> What is being asked
Please restate each line of the data below exactly. Omit all images.

> Supplied material

::::::

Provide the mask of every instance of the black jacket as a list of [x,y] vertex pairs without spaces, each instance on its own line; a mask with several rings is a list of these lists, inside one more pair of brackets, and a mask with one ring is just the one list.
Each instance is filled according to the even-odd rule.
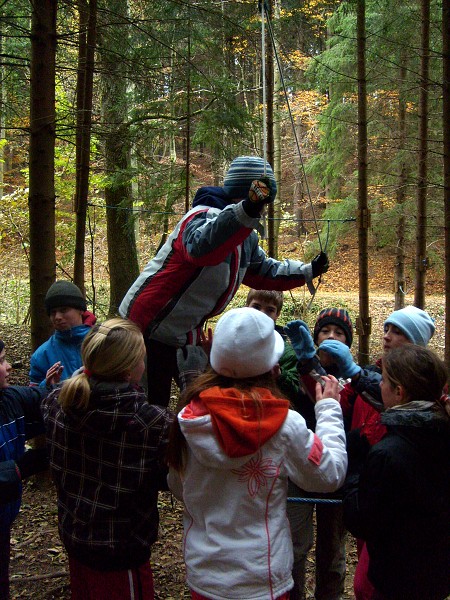
[[389,599],[450,594],[450,420],[432,403],[382,416],[387,435],[347,481],[344,519],[367,542],[369,579]]

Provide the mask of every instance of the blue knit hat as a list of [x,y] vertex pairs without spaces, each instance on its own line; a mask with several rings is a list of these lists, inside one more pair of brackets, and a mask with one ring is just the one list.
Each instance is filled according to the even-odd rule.
[[416,306],[395,310],[384,322],[398,327],[408,340],[418,346],[426,346],[433,337],[435,327],[430,315]]
[[[270,179],[273,196],[277,193],[277,183],[269,163],[265,163],[265,176]],[[231,163],[225,179],[223,189],[232,199],[246,198],[248,191],[255,179],[264,177],[264,159],[259,156],[239,156]]]

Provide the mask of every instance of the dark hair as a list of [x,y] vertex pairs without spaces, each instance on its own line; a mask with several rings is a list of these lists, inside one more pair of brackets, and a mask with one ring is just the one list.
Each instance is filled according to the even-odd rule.
[[444,362],[428,348],[404,344],[383,356],[383,369],[394,387],[401,385],[408,401],[439,402],[448,379]]
[[264,300],[265,302],[273,302],[277,307],[278,314],[283,308],[284,294],[278,290],[255,290],[251,288],[247,294],[245,304],[248,306],[252,300]]
[[[258,375],[257,377],[248,377],[247,379],[232,379],[231,377],[219,375],[213,369],[209,368],[205,373],[196,377],[181,394],[177,412],[187,406],[195,396],[198,397],[203,390],[215,386],[220,388],[233,387],[241,390],[247,397],[251,398],[255,404],[261,406],[261,408],[261,397],[258,390],[255,388],[264,388],[271,391],[277,398],[284,398],[284,395],[280,392],[271,372],[265,373],[264,375]],[[186,439],[181,432],[178,419],[175,417],[170,428],[169,444],[166,452],[167,464],[177,471],[183,471],[186,449]]]

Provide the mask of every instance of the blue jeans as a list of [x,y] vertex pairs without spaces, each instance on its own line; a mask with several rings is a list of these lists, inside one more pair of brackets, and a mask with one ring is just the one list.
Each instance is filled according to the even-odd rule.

::::::

> Response below
Provide the mask of every instance of the black jacket as a list of [x,y] vertex pairs without spaces, each instance on its own line; a mask with several rings is a list of these lists, inside one more pair of brackets, and a mask with one ring is just the one list.
Each instance is filled according to the even-odd rule.
[[389,599],[450,594],[450,420],[432,403],[382,416],[387,435],[347,481],[344,519],[367,542],[369,579]]

Provide the mask of every instance of the blue knit hat as a list of [x,y] vertex pairs without spaces, each instance on its own line; a mask with several rings is a list of these lists, inside one more pair of brackets, and a mask with one ring is just the one list.
Each instance is filled according to the even-odd rule.
[[416,306],[395,310],[384,322],[398,327],[408,340],[418,346],[426,346],[433,337],[435,327],[430,315]]
[[[270,179],[273,196],[277,193],[277,183],[269,163],[265,163],[265,176]],[[231,163],[225,179],[223,189],[232,199],[246,198],[248,191],[255,179],[264,177],[264,159],[259,156],[239,156]]]

Provide the mask of every instance of the dark hair as a list of [x,y] vertex pairs without spaces, each instance on its own line; a mask with several rings is a list of these lists, inside one more pair of brackets, and a mask with one ring is just the one list.
Each instance is filled according to the even-odd rule.
[[444,362],[428,348],[404,344],[383,356],[383,369],[394,387],[401,385],[408,401],[439,402],[448,379]]
[[264,300],[265,302],[273,302],[277,307],[278,314],[283,308],[284,294],[278,290],[255,290],[251,288],[247,294],[245,304],[248,306],[252,300]]
[[[258,375],[257,377],[248,377],[247,379],[232,379],[231,377],[219,375],[213,369],[209,368],[205,373],[196,377],[181,394],[177,412],[187,406],[195,396],[198,397],[203,390],[215,386],[220,388],[233,387],[241,390],[247,397],[251,398],[255,404],[261,406],[261,408],[261,397],[258,390],[255,388],[264,388],[271,391],[277,398],[284,398],[284,395],[280,392],[271,372],[265,373],[264,375]],[[186,439],[181,432],[178,419],[175,417],[170,428],[169,444],[166,452],[167,464],[177,471],[183,471],[186,449]]]

Provide the mask of every instance of the blue jeans as a list of [x,y] vertex pairs without spaces, each instance on its own line; a mask with several rings is a list of these lists, inside one more pair of brackets, and a mask with one ring is just the one list.
Each instance is filled according to the even-odd rule.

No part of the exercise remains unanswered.